*Requirement*. The entries below contain pictures. Retype everything except those pictures, exactly as given.

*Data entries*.
◆ ◆ ◆ ◆ ◆

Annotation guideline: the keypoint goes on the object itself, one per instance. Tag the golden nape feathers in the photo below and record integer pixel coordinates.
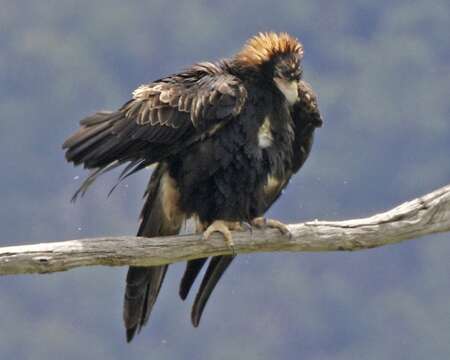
(264, 47)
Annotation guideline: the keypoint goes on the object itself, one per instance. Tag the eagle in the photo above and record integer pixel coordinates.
(224, 138)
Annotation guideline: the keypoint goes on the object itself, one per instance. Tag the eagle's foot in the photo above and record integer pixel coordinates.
(263, 223)
(224, 227)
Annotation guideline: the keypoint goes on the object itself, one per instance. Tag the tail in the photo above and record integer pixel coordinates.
(144, 283)
(215, 270)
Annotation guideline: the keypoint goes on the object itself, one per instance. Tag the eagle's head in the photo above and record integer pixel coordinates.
(276, 57)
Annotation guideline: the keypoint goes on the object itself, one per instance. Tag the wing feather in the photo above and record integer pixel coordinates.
(162, 118)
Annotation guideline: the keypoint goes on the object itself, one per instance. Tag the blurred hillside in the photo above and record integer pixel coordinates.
(382, 72)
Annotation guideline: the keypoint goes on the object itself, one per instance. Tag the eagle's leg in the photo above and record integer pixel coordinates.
(225, 228)
(262, 222)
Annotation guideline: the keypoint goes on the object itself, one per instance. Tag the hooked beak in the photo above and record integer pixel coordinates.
(288, 88)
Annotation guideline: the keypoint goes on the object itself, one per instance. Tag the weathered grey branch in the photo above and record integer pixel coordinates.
(422, 216)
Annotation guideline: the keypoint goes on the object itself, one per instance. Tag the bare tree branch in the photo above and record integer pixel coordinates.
(422, 216)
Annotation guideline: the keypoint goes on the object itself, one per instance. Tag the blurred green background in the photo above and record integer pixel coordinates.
(382, 72)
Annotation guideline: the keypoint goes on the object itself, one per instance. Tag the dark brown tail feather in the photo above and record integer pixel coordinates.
(216, 268)
(193, 268)
(144, 283)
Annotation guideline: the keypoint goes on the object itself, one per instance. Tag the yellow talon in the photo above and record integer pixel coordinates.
(262, 222)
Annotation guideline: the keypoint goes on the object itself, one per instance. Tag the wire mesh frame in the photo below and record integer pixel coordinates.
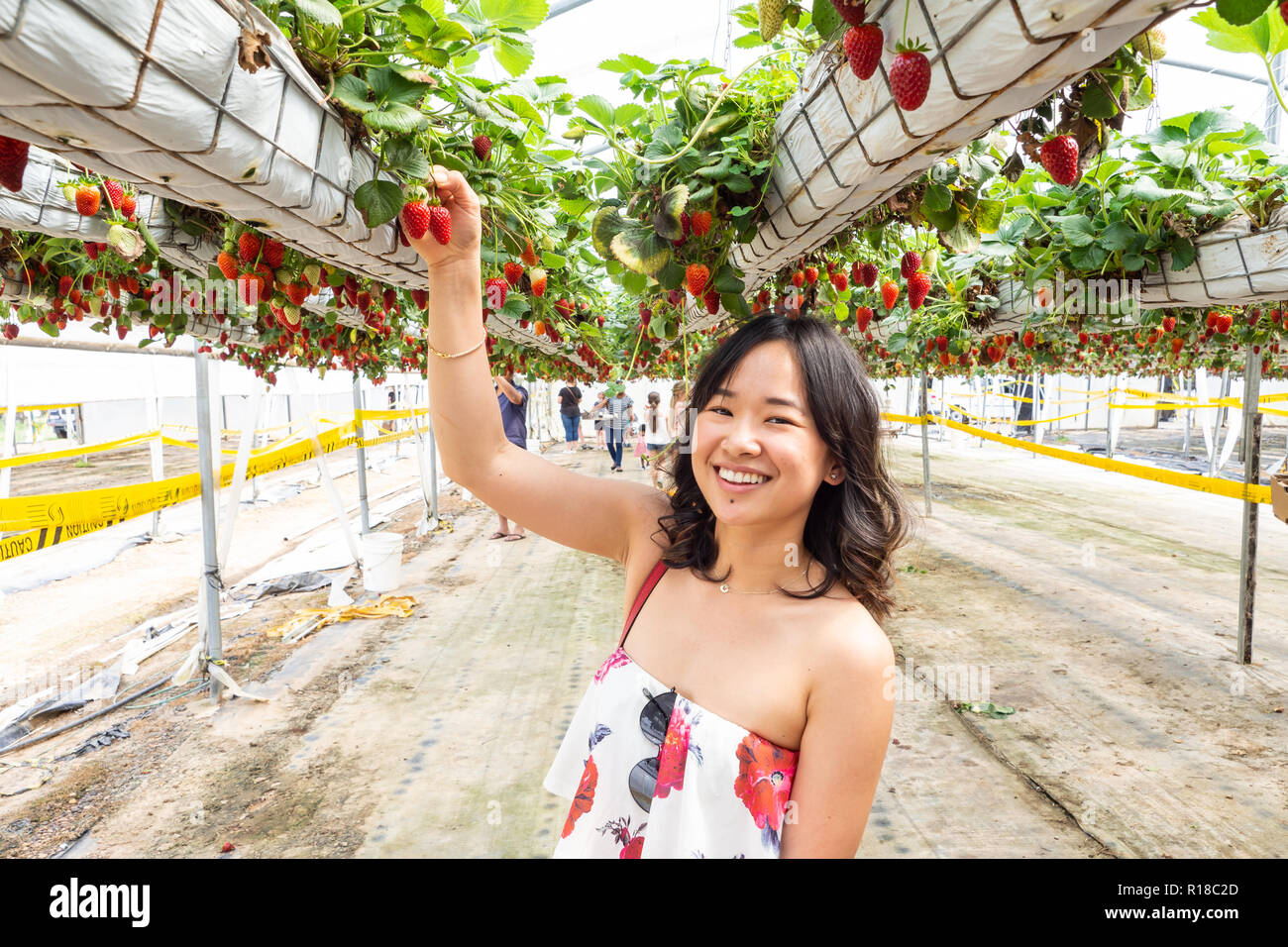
(857, 129)
(222, 111)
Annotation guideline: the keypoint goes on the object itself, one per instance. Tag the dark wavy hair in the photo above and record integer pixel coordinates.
(854, 527)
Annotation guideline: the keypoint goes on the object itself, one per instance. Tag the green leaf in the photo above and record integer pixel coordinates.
(1119, 236)
(726, 279)
(1225, 35)
(1077, 230)
(514, 55)
(1240, 12)
(825, 20)
(597, 108)
(1096, 103)
(398, 119)
(524, 14)
(403, 158)
(378, 201)
(988, 215)
(320, 12)
(352, 91)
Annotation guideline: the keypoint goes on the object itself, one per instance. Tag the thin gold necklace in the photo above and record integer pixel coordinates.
(724, 586)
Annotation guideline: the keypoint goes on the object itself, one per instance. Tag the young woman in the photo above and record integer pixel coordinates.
(751, 714)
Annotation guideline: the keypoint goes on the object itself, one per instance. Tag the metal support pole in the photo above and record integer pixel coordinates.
(361, 428)
(1086, 418)
(1250, 476)
(156, 447)
(925, 440)
(209, 587)
(1185, 446)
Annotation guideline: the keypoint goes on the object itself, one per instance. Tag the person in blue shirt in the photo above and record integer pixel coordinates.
(513, 401)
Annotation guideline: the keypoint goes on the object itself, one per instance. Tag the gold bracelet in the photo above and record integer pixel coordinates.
(443, 355)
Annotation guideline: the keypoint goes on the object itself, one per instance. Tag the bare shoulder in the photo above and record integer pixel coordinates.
(848, 647)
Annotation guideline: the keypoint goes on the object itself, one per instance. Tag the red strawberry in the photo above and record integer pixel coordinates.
(86, 200)
(910, 77)
(1060, 158)
(115, 192)
(273, 253)
(529, 254)
(441, 223)
(13, 162)
(248, 248)
(851, 11)
(696, 277)
(863, 50)
(918, 285)
(227, 264)
(889, 294)
(415, 219)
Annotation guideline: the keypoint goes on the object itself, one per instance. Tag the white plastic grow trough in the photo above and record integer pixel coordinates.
(151, 91)
(1234, 264)
(844, 146)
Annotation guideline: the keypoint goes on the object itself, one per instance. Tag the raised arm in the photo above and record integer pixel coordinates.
(590, 513)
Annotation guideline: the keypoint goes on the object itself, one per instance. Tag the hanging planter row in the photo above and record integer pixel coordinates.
(156, 95)
(845, 145)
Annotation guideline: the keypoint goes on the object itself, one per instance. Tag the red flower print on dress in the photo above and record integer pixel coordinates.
(675, 750)
(632, 845)
(585, 796)
(764, 780)
(616, 660)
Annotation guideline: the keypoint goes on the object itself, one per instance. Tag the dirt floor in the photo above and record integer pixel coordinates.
(1099, 607)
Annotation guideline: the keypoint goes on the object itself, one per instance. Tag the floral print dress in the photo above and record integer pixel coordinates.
(721, 791)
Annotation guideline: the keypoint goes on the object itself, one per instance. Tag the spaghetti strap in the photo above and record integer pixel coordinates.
(639, 599)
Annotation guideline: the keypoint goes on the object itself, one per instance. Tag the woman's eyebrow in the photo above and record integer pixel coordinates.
(786, 402)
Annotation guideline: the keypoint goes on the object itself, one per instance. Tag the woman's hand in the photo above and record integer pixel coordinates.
(463, 204)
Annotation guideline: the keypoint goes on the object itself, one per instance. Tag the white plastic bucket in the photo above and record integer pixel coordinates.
(381, 561)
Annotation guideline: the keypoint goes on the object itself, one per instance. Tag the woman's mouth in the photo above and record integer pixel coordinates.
(739, 482)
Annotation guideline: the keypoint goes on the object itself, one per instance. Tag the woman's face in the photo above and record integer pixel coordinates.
(746, 425)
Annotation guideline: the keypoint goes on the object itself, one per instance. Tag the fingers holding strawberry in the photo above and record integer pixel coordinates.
(442, 221)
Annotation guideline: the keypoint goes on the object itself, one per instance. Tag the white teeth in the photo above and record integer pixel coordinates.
(738, 476)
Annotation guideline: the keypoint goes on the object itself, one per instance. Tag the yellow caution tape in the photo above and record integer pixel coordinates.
(387, 607)
(48, 519)
(77, 451)
(1207, 484)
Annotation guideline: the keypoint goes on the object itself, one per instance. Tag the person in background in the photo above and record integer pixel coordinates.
(599, 415)
(570, 411)
(621, 418)
(513, 401)
(639, 447)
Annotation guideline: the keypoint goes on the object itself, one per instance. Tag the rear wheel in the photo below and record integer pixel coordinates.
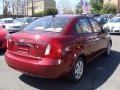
(77, 71)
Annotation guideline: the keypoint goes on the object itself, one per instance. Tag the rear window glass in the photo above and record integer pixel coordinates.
(48, 24)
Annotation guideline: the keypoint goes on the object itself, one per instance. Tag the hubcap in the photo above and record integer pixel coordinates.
(79, 70)
(109, 49)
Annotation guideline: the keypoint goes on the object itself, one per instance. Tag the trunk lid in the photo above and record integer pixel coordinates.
(30, 43)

◆ ◆ ◆ ◆ ◆

*Reply*.
Annotation guideline: the keypoint goes on the object itself, one per instance. Tag the golden nape feathers in the photo below and record integer pixel coordinates.
(264, 47)
Annotation guideline: the keypoint goes on the object itself, one per instance. Tag the eagle in the photo above and record integer pixel coordinates.
(224, 138)
Annotation guideline: the keypoint goes on the object itself, one per instance. Tag the eagle's foot in the photo above and record integer pixel coordinates.
(263, 223)
(224, 227)
Annotation guideline: the keypoint goes on the object itself, one per instance. Tag the tail in the photo above and record integer pixel coordinates.
(144, 283)
(215, 270)
Annotation guideline: the keypoint goes on the object itself, one per instance. Tag the eagle's head in the photo above and record integer pixel coordinates.
(276, 57)
Annotation guideline: the keypoint goes on the object itself, one per instance. Tag the wing feather in the photo above and record integer pixel coordinates.
(162, 118)
Annotation guideline: the keypoint goes on the object itself, one per instance. Tag the blurred hillside in the photo above and record integer pixel coordinates.
(382, 72)
Annotation guideline: the keypoint goes on the object itself, one per instance. Tag the eagle's leg in the photo above and record integer pixel coordinates.
(225, 228)
(262, 222)
Annotation guideline: the keypoint goes on the object itself, one per instance. Tag the hooked beak in the photo above and record integer pixel coordinates.
(288, 88)
Annotation guideline: the keypoint goes on the object itself, one per instance. Tag the weathered grey branch in the photo above and record integer pixel coordinates.
(422, 216)
Annotation guideline: the keypoint goes on the object itself, one per instance. Tag the bare tree branch in the photo above and record integer pixel coordinates.
(422, 216)
Annotation guideline: the keypoint goes on the object itself, one per instance. Tag the blurred green background in the photo above and record integer pixel coordinates.
(382, 72)
Annotation guideline: the keypoint goes on the object itself, one per instance. Tag the dark brown tail feather in the photo above and record integer pixel coordinates.
(216, 268)
(193, 268)
(144, 283)
Annotation guideline: the keypoint goes on the object itself, one per instance. Tag the yellow talon in the photo above and record integer pixel coordinates.
(262, 222)
Annotation guideline: the keypoint goes on the object itself, one per instance. Tag the wire mesh frame in the photo below and record integer pixel coordinates.
(857, 129)
(222, 111)
Annotation guideline: the keypoint goes on the object itself, one per instance. Tag the dark wavy hair in the photo above and record integer pixel coordinates.
(854, 527)
Annotation guideline: the keypoint goes on the object itself, one per instance. Tag the green leaf in the photo above and record integer pixel coordinates.
(1119, 236)
(726, 279)
(1225, 35)
(1077, 230)
(514, 55)
(1240, 12)
(825, 20)
(597, 108)
(1096, 103)
(398, 119)
(524, 14)
(403, 158)
(378, 201)
(988, 215)
(320, 12)
(352, 91)
Annotation guideline: the keypoint goes on the object itself, one per instance. Tag the thin gold necklace in the photo above and record integer pixel coordinates.
(724, 586)
Annotation guideline: the keypoint goes on the object itself, one per instance. Tag the young woman in the photo above and record integer pixel coordinates.
(751, 714)
Annotation guideline: the keypoint goes on the object itself, one per instance. Tag the metal support pole in the photo above and record integer pixel coordinates.
(361, 428)
(1086, 418)
(1250, 476)
(156, 447)
(925, 440)
(209, 587)
(1185, 446)
Annotation guideline: the keypoint goes on the object itself, one per instance. Tag the person in blue shirt in the photo above and record integer pixel coordinates.
(513, 401)
Annotation guideline: the keypoint goes on the object itself, one per instance. Tag the gold bracelet in the photo above and record integer pixel coordinates.
(443, 355)
Annotation guideline: the keypoint goes on the object itself, one per instance. Tag the bare shoulder in the photo above and record integer pixel coordinates.
(848, 647)
Annotation guideline: the keypoint goes on the object itself, one per instance. Tag the red strawberry in the photo above and record integer pixel coordinates.
(86, 200)
(910, 77)
(1060, 158)
(115, 192)
(273, 253)
(529, 254)
(441, 223)
(13, 162)
(248, 248)
(851, 11)
(696, 277)
(863, 50)
(918, 285)
(227, 264)
(889, 294)
(415, 219)
Annotation guideline: the keypoint goes on the object itself, one per instance. Tag the white plastic grow trough in the photo above and record integer pixel coordinates.
(151, 91)
(1234, 264)
(844, 146)
Annotation guideline: the keypoint goes on the object itself, one per instance. Tag the raised arm in the photo above and record integer pixel coordinates.
(590, 513)
Annotation guideline: the keypoint goes on the object itself, one per instance. Tag the hanging planter row in the photo above and record integer pixel coordinates.
(156, 95)
(845, 145)
Annotation guideline: the keypoint goes on the object itself, one per instance. Tag the red flower print on dress in the photo above and record integer pixel coordinates.
(675, 750)
(632, 845)
(585, 796)
(764, 780)
(616, 660)
Annotation guideline: the keypoint goes on the object itself, one per instance. Tag the dirt floor in the photo above and record integer pixel coordinates.
(1099, 607)
Annotation guideline: the keypoint goes on the object itself, one per instance. Tag the floral print dress in the photo above and record integer pixel coordinates.
(721, 791)
Annotation guideline: the keypoint goes on the object itself, one per instance. Tag the spaghetti strap in the photo above and record integer pixel coordinates.
(639, 599)
Annotation guideline: the keypoint goes on the object itself, one per instance. Tag the woman's eyebrow in the photo above and record integer pixel coordinates.
(786, 402)
Annotation guideline: the keypoint goes on the object itself, one per instance. Tag the woman's hand in the photo above and record integer pixel coordinates.
(463, 204)
Annotation guideline: the keypoint goes on the object itself, one per instance. Tag the white plastic bucket in the photo above and record integer pixel coordinates.
(381, 561)
Annotation guideline: the keypoint goes on the object itself, one per instance. Tag the woman's mouth in the photo above and record integer pixel coordinates.
(739, 482)
Annotation guideline: the keypoint goes on the object itself, one per instance. Tag the woman's face in the photo above and record integer pixel coordinates.
(746, 425)
Annotation guideline: the keypoint goes on the object itself, one per instance. Tag the fingers holding strawberry in the photo above and record integer pixel coordinates.
(442, 221)
Annotation guideline: the keypoint goes on the object itself, one per instance. Tag the white teeth in the photo above and record integer pixel coordinates.
(738, 476)
Annotation guideline: the keypoint goes on the object itself, one per instance. Tag the yellow caution tape in the photo above and record integer pixel coordinates.
(387, 607)
(48, 519)
(77, 451)
(1207, 484)
Annotation guideline: the keypoint goes on the object itself, one per instance. Tag the person in background in the photo above and record integer pixel coordinates.
(599, 415)
(570, 411)
(621, 418)
(513, 401)
(639, 447)
Annotation guideline: the keypoint goes on the object itself, one per instance. Tag the rear wheel in the photo below and record integer pixel coordinates.
(77, 71)
Annotation guideline: the keypoint goes on the object itself, one per instance. Tag the rear window glass in the photo above and record integer pixel coordinates.
(48, 24)
Annotation guideline: the keypoint goes on the object itself, one per instance. Tag the hubcap in the photo above and record integer pixel coordinates.
(79, 70)
(109, 49)
Annotation guideline: the keypoint goes on the object itself, one per instance. Tag the trunk lid in the photo above and record integer pixel coordinates.
(30, 43)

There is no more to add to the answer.